== What this exercise asks ==
1. Decide whether each statement below agrees with the Jira notice, answering yes or no and quoting the words that decide it: (a) Kevin Ma resolved SPARK-31143. (b) The notice was posted on 2020/03/13. (c) The issue reports that a count distinct query ran faster in Spark 2.4.4 than in Spark 1.6.2.
2. From the Jira notice below, pull out word for word the passage starting with "Posted to issues@spark.apache.org" and going on through "Ma resolved SPARK-31143.".

== Selected passage ==
....
You are viewing a plain text version of this content. The canonical link for it is here.
Posted to issues@spark.apache.org by " Kevin Ma (Jira)" <ji...@apache.org> on 2020/03/13 07:03:00 UTC
[jira] [Resolved] (SPARK-31143) Spark 2.4.4 count distinct query much slower than Spark 1.6.2 and Hive 1.2.1

     [ https://issues.apache.org/jira/browse/SPARK-31143?page=com.atlassian.jira.plugin.system.issuetabpanels:all-tabpanel ]

Kevin Ma resolved SPARK-31143.
....
== Records supplied ==
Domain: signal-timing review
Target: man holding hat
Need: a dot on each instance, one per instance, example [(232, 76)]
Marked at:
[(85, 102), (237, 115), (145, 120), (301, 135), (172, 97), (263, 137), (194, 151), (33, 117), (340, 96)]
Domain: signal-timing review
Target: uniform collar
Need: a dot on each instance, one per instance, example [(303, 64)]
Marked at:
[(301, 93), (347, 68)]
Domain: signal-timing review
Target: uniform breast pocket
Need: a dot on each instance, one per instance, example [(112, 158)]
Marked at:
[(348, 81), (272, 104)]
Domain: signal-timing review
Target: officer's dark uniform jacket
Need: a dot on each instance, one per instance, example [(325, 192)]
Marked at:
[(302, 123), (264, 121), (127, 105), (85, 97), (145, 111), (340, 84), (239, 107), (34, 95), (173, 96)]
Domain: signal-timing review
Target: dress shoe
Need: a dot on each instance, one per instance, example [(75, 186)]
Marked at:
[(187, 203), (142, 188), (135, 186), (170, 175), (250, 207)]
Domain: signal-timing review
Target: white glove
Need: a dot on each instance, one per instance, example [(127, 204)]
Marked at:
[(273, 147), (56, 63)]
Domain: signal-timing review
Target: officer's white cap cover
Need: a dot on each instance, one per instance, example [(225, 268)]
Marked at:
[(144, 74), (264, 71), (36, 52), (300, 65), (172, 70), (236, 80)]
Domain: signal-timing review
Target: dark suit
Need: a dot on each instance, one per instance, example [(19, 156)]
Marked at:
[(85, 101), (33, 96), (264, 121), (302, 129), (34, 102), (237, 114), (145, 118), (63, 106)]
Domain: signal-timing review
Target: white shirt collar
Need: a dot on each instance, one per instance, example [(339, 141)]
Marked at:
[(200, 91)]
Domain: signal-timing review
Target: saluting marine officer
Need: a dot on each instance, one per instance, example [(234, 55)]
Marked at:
....
== The replies ==
1.
(a) Yes: "Kevin Ma resolved SPARK-31143."
(b) Yes: "on 2020/03/13 07:03:00 UTC"
(c) No: "Spark 2.4.4 count distinct query much slower than Spark 1.6.2 and Hive 1.2.1"

2.
Posted to issues@spark.apache.org by " Kevin Ma (Jira)" <ji...@apache.org> on 2020/03/13 07:03:00 UTC
[jira] [Resolved] (SPARK-31143) Spark 2.4.4 count distinct query much slower than Spark 1.6.2 and Hive 1.2.1

     [ https://issues.apache.org/jira/browse/SPARK-31143?page=com.atlassian.jira.plugin.system.issuetabpanels:all-tabpanel ]

Kevin Ma resolved SPARK-31143.